Task to complete:
How many lines in the data below contain the string "WHERE"? Case counts, so match uppercase and lowercase exactly, and reply with the number alone.

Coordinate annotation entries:
— Begin —
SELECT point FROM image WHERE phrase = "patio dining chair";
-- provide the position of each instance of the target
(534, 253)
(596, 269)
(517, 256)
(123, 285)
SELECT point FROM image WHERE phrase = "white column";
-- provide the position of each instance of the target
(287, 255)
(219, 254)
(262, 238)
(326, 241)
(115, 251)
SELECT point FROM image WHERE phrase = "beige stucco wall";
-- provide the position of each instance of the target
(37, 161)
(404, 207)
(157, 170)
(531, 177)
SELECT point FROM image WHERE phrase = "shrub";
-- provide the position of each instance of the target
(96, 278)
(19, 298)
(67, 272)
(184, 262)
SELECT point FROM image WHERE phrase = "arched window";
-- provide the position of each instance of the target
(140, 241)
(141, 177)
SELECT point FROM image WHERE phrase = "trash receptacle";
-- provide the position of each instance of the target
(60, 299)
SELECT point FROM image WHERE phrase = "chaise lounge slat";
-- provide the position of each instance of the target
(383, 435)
— End —
Written answer:
7